## WHAT IS NEEDED
Report all lines of the records that contain "below".

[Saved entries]
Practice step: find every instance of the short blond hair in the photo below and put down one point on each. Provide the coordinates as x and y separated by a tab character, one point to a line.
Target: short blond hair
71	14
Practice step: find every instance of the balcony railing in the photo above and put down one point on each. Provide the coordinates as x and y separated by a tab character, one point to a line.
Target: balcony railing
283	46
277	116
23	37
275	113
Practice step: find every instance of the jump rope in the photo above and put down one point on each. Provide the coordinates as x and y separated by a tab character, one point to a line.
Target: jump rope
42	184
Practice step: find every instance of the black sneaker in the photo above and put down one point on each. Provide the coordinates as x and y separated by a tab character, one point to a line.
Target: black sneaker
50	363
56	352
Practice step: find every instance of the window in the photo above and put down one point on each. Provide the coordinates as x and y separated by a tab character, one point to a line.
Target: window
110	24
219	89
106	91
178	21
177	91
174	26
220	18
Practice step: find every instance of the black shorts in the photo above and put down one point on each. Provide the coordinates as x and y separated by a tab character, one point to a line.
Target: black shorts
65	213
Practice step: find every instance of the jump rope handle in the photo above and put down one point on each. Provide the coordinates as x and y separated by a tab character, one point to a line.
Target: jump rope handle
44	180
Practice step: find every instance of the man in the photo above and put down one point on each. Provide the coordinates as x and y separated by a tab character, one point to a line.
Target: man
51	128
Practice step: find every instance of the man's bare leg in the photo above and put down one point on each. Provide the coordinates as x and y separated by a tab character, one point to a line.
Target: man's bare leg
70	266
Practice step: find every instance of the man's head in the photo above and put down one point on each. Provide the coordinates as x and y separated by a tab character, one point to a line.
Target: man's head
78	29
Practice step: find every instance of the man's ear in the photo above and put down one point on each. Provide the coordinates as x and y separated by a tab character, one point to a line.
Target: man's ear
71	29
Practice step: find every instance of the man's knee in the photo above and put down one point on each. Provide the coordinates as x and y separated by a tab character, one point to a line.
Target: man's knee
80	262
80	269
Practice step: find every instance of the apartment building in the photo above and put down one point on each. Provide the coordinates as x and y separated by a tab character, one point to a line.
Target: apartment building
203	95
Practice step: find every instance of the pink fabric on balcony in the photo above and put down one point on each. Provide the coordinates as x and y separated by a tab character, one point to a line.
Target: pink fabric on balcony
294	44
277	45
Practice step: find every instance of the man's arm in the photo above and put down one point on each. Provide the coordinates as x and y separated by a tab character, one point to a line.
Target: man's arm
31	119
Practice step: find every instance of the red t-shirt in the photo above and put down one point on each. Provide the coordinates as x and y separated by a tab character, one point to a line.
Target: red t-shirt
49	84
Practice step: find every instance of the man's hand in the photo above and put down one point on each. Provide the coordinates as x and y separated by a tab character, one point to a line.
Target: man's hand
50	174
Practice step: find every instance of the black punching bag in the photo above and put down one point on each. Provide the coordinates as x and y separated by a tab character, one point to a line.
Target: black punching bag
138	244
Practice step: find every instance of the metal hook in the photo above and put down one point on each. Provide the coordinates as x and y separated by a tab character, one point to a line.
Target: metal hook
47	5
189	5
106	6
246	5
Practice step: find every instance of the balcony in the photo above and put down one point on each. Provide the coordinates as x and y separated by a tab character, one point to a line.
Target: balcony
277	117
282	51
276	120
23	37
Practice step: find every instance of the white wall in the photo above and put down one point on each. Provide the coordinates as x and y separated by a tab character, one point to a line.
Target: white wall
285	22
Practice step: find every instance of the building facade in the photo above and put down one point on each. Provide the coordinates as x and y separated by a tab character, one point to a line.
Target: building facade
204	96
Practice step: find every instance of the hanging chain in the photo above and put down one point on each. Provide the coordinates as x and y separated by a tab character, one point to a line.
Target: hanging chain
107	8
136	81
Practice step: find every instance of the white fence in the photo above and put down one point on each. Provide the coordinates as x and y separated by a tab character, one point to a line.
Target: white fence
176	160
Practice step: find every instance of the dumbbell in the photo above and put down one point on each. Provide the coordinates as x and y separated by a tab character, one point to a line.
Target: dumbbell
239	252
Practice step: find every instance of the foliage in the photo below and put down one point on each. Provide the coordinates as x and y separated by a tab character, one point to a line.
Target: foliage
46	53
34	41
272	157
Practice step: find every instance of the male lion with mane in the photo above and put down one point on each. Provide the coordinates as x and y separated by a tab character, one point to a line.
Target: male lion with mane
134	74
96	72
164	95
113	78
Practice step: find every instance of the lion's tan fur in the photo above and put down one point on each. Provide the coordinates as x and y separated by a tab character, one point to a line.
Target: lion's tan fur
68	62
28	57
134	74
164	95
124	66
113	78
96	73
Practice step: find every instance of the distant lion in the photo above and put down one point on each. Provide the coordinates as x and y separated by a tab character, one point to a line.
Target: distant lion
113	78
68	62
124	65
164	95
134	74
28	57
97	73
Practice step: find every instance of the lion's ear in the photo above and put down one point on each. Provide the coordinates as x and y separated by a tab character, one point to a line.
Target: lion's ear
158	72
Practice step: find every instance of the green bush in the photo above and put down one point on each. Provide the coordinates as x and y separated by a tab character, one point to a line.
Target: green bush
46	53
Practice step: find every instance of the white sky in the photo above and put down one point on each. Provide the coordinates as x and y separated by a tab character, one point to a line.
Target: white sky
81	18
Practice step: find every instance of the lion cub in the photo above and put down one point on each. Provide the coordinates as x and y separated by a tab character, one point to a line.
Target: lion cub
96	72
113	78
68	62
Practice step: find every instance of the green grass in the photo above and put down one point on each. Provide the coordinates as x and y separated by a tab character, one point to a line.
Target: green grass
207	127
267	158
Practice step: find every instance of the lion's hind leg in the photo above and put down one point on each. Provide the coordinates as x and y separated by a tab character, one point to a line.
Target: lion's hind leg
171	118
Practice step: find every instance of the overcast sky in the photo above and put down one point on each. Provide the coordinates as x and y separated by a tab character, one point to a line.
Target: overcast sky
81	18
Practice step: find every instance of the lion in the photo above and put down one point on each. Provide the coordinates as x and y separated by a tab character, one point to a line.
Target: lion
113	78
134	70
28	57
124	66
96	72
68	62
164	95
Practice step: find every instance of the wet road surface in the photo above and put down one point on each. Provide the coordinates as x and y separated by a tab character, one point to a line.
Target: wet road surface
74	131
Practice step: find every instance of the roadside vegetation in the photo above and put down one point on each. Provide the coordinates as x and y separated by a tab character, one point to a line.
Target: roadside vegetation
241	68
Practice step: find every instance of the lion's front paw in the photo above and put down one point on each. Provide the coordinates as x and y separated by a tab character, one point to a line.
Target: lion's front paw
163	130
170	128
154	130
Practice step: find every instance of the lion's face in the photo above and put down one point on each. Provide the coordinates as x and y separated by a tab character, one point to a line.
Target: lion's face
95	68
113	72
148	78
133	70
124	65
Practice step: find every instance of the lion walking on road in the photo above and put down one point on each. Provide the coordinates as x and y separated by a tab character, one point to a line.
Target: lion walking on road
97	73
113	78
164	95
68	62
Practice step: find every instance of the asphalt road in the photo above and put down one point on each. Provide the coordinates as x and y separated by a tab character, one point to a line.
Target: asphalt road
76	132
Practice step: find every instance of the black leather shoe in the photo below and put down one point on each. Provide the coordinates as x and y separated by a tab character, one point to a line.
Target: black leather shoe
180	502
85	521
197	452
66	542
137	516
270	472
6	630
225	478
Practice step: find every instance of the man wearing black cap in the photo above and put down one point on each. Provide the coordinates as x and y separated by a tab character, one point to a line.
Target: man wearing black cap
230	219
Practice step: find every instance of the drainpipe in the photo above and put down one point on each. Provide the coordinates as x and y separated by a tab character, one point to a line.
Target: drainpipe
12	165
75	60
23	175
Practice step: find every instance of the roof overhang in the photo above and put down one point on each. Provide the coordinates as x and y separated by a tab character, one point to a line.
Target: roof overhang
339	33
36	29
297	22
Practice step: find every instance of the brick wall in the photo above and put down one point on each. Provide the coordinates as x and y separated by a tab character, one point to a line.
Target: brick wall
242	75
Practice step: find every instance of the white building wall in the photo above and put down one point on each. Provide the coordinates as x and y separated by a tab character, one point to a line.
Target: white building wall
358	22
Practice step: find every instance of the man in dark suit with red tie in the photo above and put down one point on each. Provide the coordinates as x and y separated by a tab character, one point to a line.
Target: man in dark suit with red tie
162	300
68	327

## PROBLEM SOLUTION
Practice step: find every instance of the short blond hair in the photo below and put down one point on each. Provide the coordinates as x and y separated by a tab character, one point to a line.
Practice step: find every instance of the foliage in the photo below and put down one point on each. Provide the coordinates as x and y separated by a tab character, one point to a line.
Practice step: find every instance of the black leather shoe in the photo below and put down one point on each. Provide the coordinates as x and y separated by a tab character, one point to a line.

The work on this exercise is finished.